§ READING PASSAGE
Machine Learning Basics

Posts

July 1, 2017

Machine Learning is the field of study that gives computer the ability to learn without being explicitly programmed. A computer program is said to learn from experience E with respect ot some task T and some performance measure P, if its performance on T , as measured by P, improves with experience E.
Machine Learning Algorithms:

Supervised Learning
- Regression (continuous output)
- Classification (discrete valued output)
Unsupervised Learning

Linear Regression

Linear Regression with one variable

\( Hypothesis : h_{\theta}(x) = \theta_{0} + \theta_{1}x \)
\( Parameters : \theta_{0}, \theta_{1} \)
\( Cost function : J(\theta_{0}, \theta_{1}) = \frac{1}{2m}\sum\limits_{i=1}^{m}(h_{\theta}(x^{i}) - y^{i})^2 \)
\( Goal : Minimize : J(\theta_{0},\theta_{1}) \)

Gradient descent
Repeat until covergence
{ \( \theta_{j} := \theta_{j} - \alpha\frac{\partial}{\partial\theta_{j}}J(\theta_{0}, \theta_{1}) \)} (for j=0 and 1)

\( \theta_{0} := \theta_{0} - \alpha\frac{1}{m}\sum\limits_{i=1}^{m}(h_{\theta}(x^{i}) - y^{i}) \)

§ DATASET EXTRACT
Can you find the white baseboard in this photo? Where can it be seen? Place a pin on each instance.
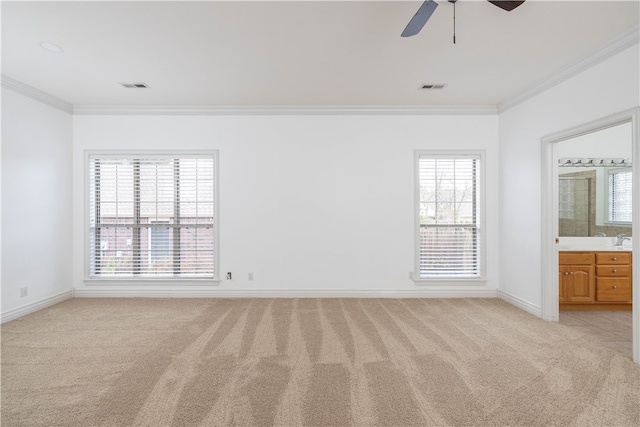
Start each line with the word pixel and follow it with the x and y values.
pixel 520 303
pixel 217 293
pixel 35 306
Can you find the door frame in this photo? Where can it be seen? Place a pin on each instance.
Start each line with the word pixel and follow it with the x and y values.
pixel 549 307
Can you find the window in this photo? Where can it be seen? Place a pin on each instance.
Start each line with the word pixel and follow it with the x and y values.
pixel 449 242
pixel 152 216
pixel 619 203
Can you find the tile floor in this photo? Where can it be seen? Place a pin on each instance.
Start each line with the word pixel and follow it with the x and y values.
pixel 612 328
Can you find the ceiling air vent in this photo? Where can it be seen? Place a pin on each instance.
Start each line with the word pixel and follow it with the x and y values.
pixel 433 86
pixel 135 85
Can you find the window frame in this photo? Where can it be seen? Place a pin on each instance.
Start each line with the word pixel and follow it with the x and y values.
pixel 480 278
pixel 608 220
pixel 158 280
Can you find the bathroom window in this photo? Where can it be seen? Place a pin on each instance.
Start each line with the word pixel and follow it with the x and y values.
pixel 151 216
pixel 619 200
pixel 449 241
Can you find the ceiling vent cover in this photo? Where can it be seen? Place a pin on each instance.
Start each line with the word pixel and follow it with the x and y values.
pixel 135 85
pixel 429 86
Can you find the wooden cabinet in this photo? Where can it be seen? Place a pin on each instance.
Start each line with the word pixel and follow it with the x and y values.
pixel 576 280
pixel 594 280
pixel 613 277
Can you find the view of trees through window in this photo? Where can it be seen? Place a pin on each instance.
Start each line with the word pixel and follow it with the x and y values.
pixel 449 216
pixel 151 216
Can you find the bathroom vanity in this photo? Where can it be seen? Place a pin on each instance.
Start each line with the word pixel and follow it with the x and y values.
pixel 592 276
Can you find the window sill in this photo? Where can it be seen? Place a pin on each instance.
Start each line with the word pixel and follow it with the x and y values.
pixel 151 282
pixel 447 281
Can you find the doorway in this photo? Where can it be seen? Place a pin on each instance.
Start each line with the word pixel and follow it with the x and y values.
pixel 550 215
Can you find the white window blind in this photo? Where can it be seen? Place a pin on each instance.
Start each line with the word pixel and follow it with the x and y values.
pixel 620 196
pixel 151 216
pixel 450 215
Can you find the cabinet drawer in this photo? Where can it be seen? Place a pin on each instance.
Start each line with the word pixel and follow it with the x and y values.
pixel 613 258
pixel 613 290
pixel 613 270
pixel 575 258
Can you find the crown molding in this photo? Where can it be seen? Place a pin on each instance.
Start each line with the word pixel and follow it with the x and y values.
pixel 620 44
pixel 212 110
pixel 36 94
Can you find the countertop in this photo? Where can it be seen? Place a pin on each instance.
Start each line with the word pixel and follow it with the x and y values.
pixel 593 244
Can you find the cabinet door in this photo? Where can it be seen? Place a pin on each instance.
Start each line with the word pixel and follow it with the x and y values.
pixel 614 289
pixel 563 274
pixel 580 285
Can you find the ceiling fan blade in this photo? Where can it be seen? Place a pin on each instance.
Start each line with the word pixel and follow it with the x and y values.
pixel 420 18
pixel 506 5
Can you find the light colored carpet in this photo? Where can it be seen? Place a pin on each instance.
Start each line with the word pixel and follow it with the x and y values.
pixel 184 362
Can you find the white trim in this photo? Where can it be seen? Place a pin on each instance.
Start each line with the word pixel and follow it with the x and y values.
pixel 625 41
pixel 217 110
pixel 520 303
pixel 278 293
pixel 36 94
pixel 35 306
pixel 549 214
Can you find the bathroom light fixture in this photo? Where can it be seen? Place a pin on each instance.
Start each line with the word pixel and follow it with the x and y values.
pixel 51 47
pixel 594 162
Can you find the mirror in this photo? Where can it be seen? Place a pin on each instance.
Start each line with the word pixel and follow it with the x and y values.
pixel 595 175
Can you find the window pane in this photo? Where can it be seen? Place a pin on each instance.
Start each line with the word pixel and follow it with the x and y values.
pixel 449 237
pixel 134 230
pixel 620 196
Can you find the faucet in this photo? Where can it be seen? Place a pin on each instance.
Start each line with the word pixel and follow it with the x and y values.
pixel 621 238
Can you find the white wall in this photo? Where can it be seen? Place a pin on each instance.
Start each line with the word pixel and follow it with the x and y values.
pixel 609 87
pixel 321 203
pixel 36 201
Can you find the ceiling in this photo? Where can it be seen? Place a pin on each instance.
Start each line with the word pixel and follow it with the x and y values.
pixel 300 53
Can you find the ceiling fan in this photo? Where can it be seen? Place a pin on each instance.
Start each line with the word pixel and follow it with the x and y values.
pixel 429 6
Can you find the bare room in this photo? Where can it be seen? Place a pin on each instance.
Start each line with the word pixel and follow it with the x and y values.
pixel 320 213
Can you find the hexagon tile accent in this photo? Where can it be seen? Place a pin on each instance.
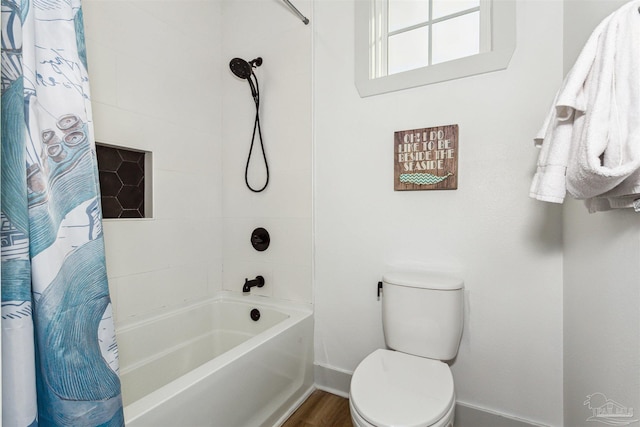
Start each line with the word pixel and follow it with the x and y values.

§ WRITTEN TASKS
A - In the machine learning basics page, under what condition is a computer program said to learn from experience E? Answer in one to three sentences.
B - Go on with the machine learning basics page, starting after the update rule for \( \theta_{0} \) that ends it.

§ TASK RESPONSES
A - A computer program is said to learn from experience E, with respect to some task T and some performance measure P, if its performance on T, as measured by P, improves with experience E.

B -
\( \theta_{1} := \theta_{1} - \alpha\frac{1}{m}\sum\limits_{i=1}^{m}(h_{\theta}(x^{i}) - y^{i})x^{i} \)

Linear Regression with multiple variable

\( Hypothesis : h_{\theta} = \theta^{T}x = \theta_{0}x_{0} + \theta_{1}x_{1} + . . . \theta_{n}x_{n} \)

\( Parameters : \theta = [ \theta_{0}, \theta_{1}, \theta_{2}, . . \theta_{n} ]^T \)

\( Cost function : J(\theta) = \frac{1}{2m}\sum\limits_{i=1}^{m}(h_{\theta}(x^{i}) - y^{i})^2 \)

Gradient descent
Repeat until convergence
{\( \theta_{j} := \theta_{j} - \alpha\frac{\partial}{\partial\theta_{j}}J(\theta) \)} (simultaneously update for every j=0,1,2…n)

\( \theta_{j} := \theta_{j} - \alpha\frac{1}{m}\sum\limits_{i=1}^{m}(h_{\theta}(x^{i}) - y^{i})x^{j} \)

Method to solve of \( \theta \) analytically : Normal Equation

Let \( h_{\theta} = \theta^{T}x = \theta_{0}x_{0} + \theta_{1}x_{1} + . . . \theta_{n}x_{n} \)

\( \implies (\theta^Tx)^T = Y \)

\( \implies x\theta^T = Y \)

\( \implies x^Tx\theta^T = x^TY \)

\( \implies \theta^T = (x^Tx)^{-1}x^TY \)

Logistic Regression

In Logistic regression, \( 0 \le h(\theta) \le 1 \)
In Linear regression, \( h(\theta) = \theta^Tx \in (R) \)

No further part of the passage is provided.